Brano fornito:
****************************************

24 Settembre 2019

Gli assetti adeguati e la business judgment rule

di Mario Furno, Avvocato e Professore a contratto di International Business Law presso l'Università degli Sudi di Verona Scarica in PDF

Sentenza n. 5384/2018 pubbl. il 20/11/2018 Tribunale di  Torino Sezione Specializzata in materia di Impresa

Parole chiave: Assetti  Adeguati –  Business Jugdment Rule

Massima: Rientra nei doveri dell’organo amministrativo predisporre un assetto organizzativo amministrativo e contabile adeguato alla natura e alle dimensioni dell’impresa e poi agire – assumere decisioni e curarne l’esecuzione, o vigilare che ne sia curata l’esecuzione da parte dei sottoposti – attenendosi alle regole e procedure predisposte. Le scelte operative dell’amministratore sono insindacabili nel merito, secondo la c.d. business judgement rule, salvo il limite della valutazione di ragionevolezza, da compiersi ex ante, e tenendo conto – sempre nell’ordine del limite – della mancata adozione delle cautele, delle verifiche e delle informazioni preventive, normalmente richieste per una scelta di quel tipo e della diligenza mostrata nell’apprezzare preventivamente i margini di rischio connessi all’operazione da intraprendere

Riferimenti normativi:  art. 2381 commi 3 e 5 c.c (ante riforma); art.2403 (ante riforma); art.375 CCI;  art.3 CCI; art.14 CCI

Caso  Con azione sociale di responsabilità ex art. art.2476 cc.  promossa da due soci di società edile ha contestato agli amministratori, succedutisi nel tempo, di aver proceduto al rimborso in proprio favore spese appostandole nel conto “altri costi del personale”, nonché di aver fatto sostenere alla società spese che risultano non documentate oppure dichiaratamente non deducibili di rilevante entità. Contestava altresì all’AU di aver conferito alla figlia dello stesso incarichi professionali sostanzialmente sovrapponibili con quelli che avrebbe dovuto svolgere l’amministratore, con conseguente insorgenza di danno scaturente dal pagamento del relativo corrispettivo.

****************************************

Dati estratti:
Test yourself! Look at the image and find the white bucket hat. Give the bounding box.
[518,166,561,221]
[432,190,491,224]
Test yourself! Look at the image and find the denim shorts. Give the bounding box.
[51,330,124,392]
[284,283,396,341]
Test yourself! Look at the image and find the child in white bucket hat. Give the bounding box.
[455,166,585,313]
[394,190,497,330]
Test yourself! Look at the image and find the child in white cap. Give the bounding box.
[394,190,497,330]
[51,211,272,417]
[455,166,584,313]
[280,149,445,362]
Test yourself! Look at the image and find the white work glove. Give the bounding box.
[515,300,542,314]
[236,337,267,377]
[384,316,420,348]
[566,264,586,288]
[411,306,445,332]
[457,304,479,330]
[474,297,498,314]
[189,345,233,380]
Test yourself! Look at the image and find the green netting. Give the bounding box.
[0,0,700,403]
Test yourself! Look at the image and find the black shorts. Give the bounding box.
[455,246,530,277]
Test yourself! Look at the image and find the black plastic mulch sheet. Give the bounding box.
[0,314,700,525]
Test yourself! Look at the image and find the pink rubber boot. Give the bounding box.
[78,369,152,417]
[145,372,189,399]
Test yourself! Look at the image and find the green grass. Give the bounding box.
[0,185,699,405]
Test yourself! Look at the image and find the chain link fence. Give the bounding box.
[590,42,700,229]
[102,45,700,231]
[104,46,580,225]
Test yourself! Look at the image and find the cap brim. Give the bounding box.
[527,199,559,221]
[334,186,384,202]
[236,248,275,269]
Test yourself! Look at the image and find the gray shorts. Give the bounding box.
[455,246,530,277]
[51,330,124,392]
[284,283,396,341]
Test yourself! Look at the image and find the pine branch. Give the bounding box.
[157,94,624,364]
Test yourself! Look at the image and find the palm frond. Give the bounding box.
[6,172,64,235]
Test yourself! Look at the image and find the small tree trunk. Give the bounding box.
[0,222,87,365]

****************************************

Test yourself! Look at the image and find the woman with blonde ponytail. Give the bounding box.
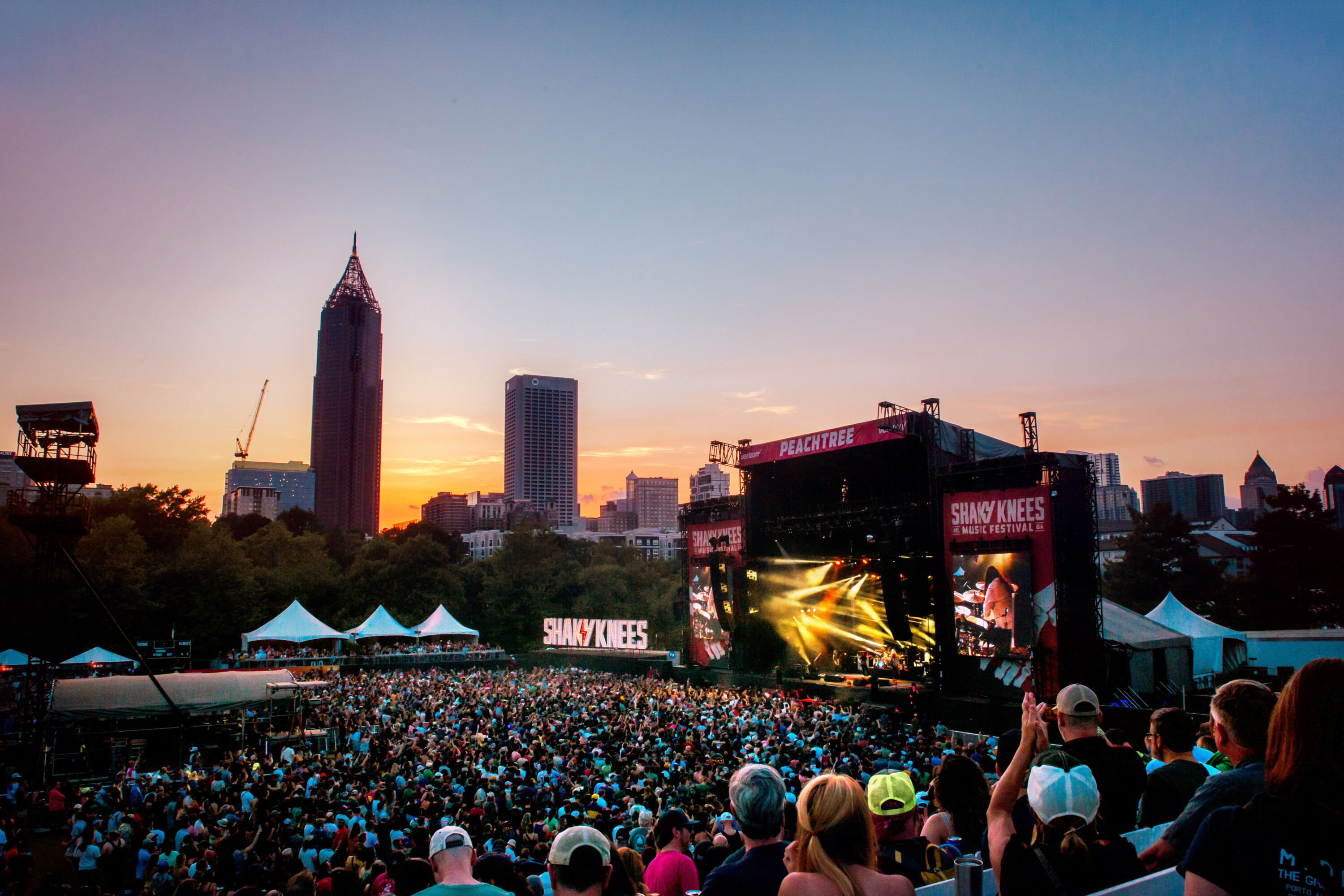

****************************************

Cosa fare:
Rispondi a queste domande sul brano dedicato agli assetti adeguati:
1. Quale tribunale ha emesso la sentenza n. 5384/2018?
2. Secondo la massima, la valutazione di ragionevolezza delle scelte dell'amministratore va compiuta ex ante o ex post?
3. In quale conto gli amministratori avrebbero appostato i rimborsi spese a proprio favore?
Per rispondere usa soltanto il brano, non il materiale.

Risposta:
1. Il Tribunale di Torino, Sezione Specializzata in materia di Impresa.
2. Ex ante.
3. Nel conto "altri costi del personale".